» **Exercise requirements**: Reproduce every line of the entries below word for word, leaving out the pictures.

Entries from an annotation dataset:

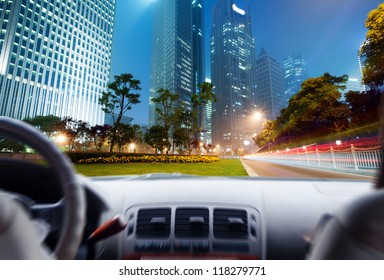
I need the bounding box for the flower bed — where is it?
[76,155,219,164]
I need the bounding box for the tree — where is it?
[59,117,89,151]
[275,73,350,142]
[99,74,141,152]
[0,138,25,153]
[89,124,111,151]
[360,3,384,88]
[144,125,171,153]
[172,127,191,154]
[345,89,382,127]
[24,115,61,137]
[115,123,138,152]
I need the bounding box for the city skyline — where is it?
[0,0,115,125]
[210,0,256,151]
[112,0,381,124]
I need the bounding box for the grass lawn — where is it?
[75,159,248,176]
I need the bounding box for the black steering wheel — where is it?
[0,116,85,259]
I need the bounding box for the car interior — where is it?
[0,114,384,260]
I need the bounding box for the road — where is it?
[242,159,374,181]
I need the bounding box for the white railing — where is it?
[249,145,383,171]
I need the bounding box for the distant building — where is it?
[342,78,365,97]
[104,114,133,126]
[284,53,308,102]
[0,0,115,125]
[148,0,205,126]
[211,0,256,153]
[256,48,287,120]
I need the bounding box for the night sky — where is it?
[111,0,382,124]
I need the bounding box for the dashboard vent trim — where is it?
[136,208,171,238]
[213,208,249,239]
[175,208,209,238]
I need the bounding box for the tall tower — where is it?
[284,53,308,101]
[211,0,255,154]
[148,0,204,126]
[256,48,287,120]
[0,0,115,125]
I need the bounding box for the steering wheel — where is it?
[0,117,85,259]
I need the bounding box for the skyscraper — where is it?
[256,48,287,120]
[0,0,115,125]
[284,53,308,102]
[211,0,255,153]
[148,0,204,126]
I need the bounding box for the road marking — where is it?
[240,159,260,177]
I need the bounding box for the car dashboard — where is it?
[78,174,372,260]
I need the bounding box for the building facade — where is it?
[284,53,308,102]
[256,49,287,120]
[0,0,115,125]
[148,0,204,126]
[210,0,256,154]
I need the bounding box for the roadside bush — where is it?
[72,154,219,164]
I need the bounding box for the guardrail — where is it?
[251,145,383,171]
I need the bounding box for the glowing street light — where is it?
[253,112,263,120]
[55,134,67,144]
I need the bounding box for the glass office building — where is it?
[256,48,287,120]
[210,0,256,154]
[148,0,204,126]
[284,53,308,101]
[0,0,115,125]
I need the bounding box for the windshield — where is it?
[0,0,383,180]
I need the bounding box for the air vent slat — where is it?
[175,208,209,238]
[136,208,171,238]
[213,209,248,239]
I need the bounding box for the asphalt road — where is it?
[242,159,374,181]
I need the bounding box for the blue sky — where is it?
[111,0,382,124]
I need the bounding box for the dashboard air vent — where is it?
[175,208,209,238]
[136,208,171,238]
[213,209,248,239]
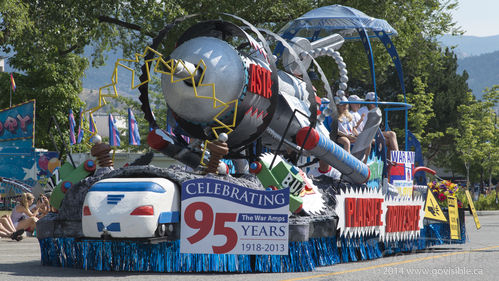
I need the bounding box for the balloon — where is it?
[47,157,61,173]
[38,155,49,170]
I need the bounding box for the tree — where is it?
[0,0,462,155]
[447,86,499,194]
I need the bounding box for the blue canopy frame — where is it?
[274,5,410,150]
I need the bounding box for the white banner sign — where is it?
[180,178,289,255]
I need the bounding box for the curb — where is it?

» **The answer**:
I need the bounding box for the flower bed — where is it?
[76,155,219,164]
I need the bounding box for the tree — where is it?
[59,117,89,151]
[275,73,350,142]
[99,74,141,152]
[0,138,25,153]
[89,124,111,151]
[360,3,384,88]
[144,125,171,153]
[172,127,191,154]
[345,89,382,127]
[24,115,61,137]
[115,123,138,152]
I need the bounding box for the city skyline — where is it?
[0,0,115,125]
[210,0,256,151]
[112,0,381,124]
I need the bounding box for the grass lawn — where is it?
[75,159,248,176]
I need the bounding box for the black steering wheel — where is it?
[0,116,85,259]
I need the bounding box for the car interior — where is it?
[0,114,384,260]
I need the bounding box for the road — where is it?
[242,159,374,181]
I need the bounding box for the white railing — where is it?
[249,145,383,171]
I need the bounding box for the distant building — where is it?
[342,78,365,97]
[104,114,133,126]
[284,53,308,102]
[0,0,115,125]
[148,0,205,126]
[211,0,256,153]
[256,48,287,120]
I need the bounding box for the night sky — where is it?
[111,0,382,124]
I need the bounding box for the dashboard vent trim — where is it?
[136,208,171,238]
[213,208,249,239]
[175,208,209,238]
I need the bounding box for the tall tower — where is it?
[284,53,308,101]
[211,0,255,154]
[148,0,204,126]
[256,48,287,120]
[0,0,115,125]
I need the bounding box for the steering wheel — where is it?
[0,117,85,259]
I need the bounding box for the skyscraper — where is it?
[256,48,287,120]
[0,0,115,125]
[284,53,308,102]
[211,0,255,153]
[148,0,204,126]
I need the bounding box for the road marking — where is it?
[240,159,260,177]
I need the bounding box for the car dashboard — where is it?
[78,174,372,260]
I need the bounding box for the building facade — where is it?
[284,53,308,102]
[256,49,287,120]
[0,0,115,125]
[148,0,204,126]
[210,0,256,154]
I need the bounding box for the roadside bush — where is it?
[72,154,219,164]
I need the bounding box for the guardrail — where is it?
[251,145,383,171]
I need the bounding box for the glowing street light — where is it?
[253,112,263,120]
[55,134,67,144]
I need the bounding box for the glass office building — where is it?
[256,48,287,120]
[210,0,256,154]
[148,0,204,126]
[284,53,308,101]
[0,0,115,125]
I need the bounding box for the windshield — where is it?
[0,0,383,180]
I need the bounding box for the air vent slat — where is it?
[175,208,209,238]
[136,208,171,238]
[213,209,248,239]
I need the bounding box for the asphalt road — where is it?
[242,159,374,181]
I need the bounding box for the blue sky — where is it?
[111,0,382,124]
I need the bounding box for the dashboard air vent — where is it?
[175,208,209,238]
[136,208,171,238]
[213,209,248,239]
I need the bounding box for the balloon — where is it?
[47,157,61,173]
[38,155,49,170]
I need the bounding box for the tree — where is it?
[0,0,462,155]
[447,86,499,194]
I need the bounding box for the blue canopy frame — where is it?
[274,5,410,150]
I need the bounding box for the white banner sign — where is it?
[180,178,289,255]
I need the bounding box for the curb — where is it?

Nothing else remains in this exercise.